Aim of the exercise: Rewrite the material below, replacing every occurrence of "Drop one point per instance" with "Mark one point for each instance" and leaving everything else unchanged.

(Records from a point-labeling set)

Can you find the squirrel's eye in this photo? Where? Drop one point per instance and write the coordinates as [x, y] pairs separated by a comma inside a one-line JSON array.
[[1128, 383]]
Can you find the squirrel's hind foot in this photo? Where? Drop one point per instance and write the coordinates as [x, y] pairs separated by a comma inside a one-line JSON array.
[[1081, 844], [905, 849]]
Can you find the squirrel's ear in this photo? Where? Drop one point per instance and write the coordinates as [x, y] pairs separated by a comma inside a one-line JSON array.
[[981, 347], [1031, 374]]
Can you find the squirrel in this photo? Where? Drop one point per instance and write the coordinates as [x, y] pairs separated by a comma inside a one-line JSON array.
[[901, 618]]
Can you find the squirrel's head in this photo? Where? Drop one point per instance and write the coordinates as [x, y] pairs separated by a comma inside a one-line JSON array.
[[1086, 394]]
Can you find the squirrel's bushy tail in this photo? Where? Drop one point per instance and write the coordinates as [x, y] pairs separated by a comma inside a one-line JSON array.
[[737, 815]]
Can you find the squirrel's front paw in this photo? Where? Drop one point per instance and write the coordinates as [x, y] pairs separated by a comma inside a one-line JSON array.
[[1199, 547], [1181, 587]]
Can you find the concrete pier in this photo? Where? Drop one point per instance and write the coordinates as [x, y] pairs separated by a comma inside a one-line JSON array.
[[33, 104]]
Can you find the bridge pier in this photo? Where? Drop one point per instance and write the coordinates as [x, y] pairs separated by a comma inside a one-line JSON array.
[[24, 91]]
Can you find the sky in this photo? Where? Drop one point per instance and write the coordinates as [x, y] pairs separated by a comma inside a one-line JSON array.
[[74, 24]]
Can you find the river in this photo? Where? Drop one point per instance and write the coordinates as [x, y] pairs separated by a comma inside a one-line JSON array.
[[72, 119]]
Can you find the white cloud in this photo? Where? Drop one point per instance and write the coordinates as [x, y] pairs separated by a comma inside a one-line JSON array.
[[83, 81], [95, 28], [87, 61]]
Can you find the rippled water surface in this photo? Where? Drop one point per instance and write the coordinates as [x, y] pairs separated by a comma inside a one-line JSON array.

Answer to the problem:
Can you find the squirrel's eye in this photo? Where? Mark one point for each instance and write the coordinates as [x, y] pairs separated by a comma inside a one-line JSON array.
[[1128, 383]]
Can you find the squirrel's hind foot in this photo? Where? Mark one point for each instance and write the coordinates as [x, y] pairs separated by a comma inside a one-line JSON array.
[[1081, 844], [905, 849]]
Can you find the squirrel's ear in this photo? Where? Mark one point for each instance and write the coordinates as [x, y] pairs separated by a comma inside a one-line JSON array.
[[981, 347], [1031, 374]]
Can you find the squirrel in this photo? Where? Mark one point for each instance and write the coordinates as [x, y] pairs separated by a comma inside a one-line JSON array.
[[901, 618]]
Can you find the squirrel's head in this photo? Where? Mark one point for each instance and write the coordinates as [x, y] pairs separated by a comma inside a one-line JSON array.
[[1086, 394]]
Can you find the squirrel's bushy tail in this photo? Where? Mark one point for each instance and write the coordinates as [x, y] pairs separated by a comma inside a one-line JSON array.
[[737, 815]]
Can you find the squirrel's front paw in this photo? Where? Mark one point for each instance and write the coordinates as [x, y] pairs separated by a comma inside a one-line JSON array.
[[1199, 547], [1181, 587]]
Can you find the concrete pier in this photo? Where? Mark one point for each instance and write the coordinates as [x, y] pairs separated by a comma inside a one-line JSON array.
[[33, 104]]
Can you find the bridge pier in this photo? Where? Mark one point for each instance and write the coordinates as [x, y] pairs separated by a comma inside a one-line JSON array.
[[24, 91]]
Can you find the sky in this photo? Where? Mark one point for each instance and write the coordinates as [x, y] pairs separated by a comma inside a one-line JSON array.
[[74, 24]]
Can you find the river in this photo? Where? Mark one point for each instance and write the coordinates as [x, y] pairs separated by a comma inside a one-line JSON array.
[[72, 119]]
Can you find the white cloud in this photo? Where? Mark one point for each instance and write the coordinates as [x, y] pairs separated by a comma inside a one-line JSON array.
[[83, 81], [95, 28], [87, 61]]
Can you find the rippled water surface in this photo? Where? Mark one point for each instance and write the coordinates as [x, y] pairs separated by a comma inside a one-line JSON array.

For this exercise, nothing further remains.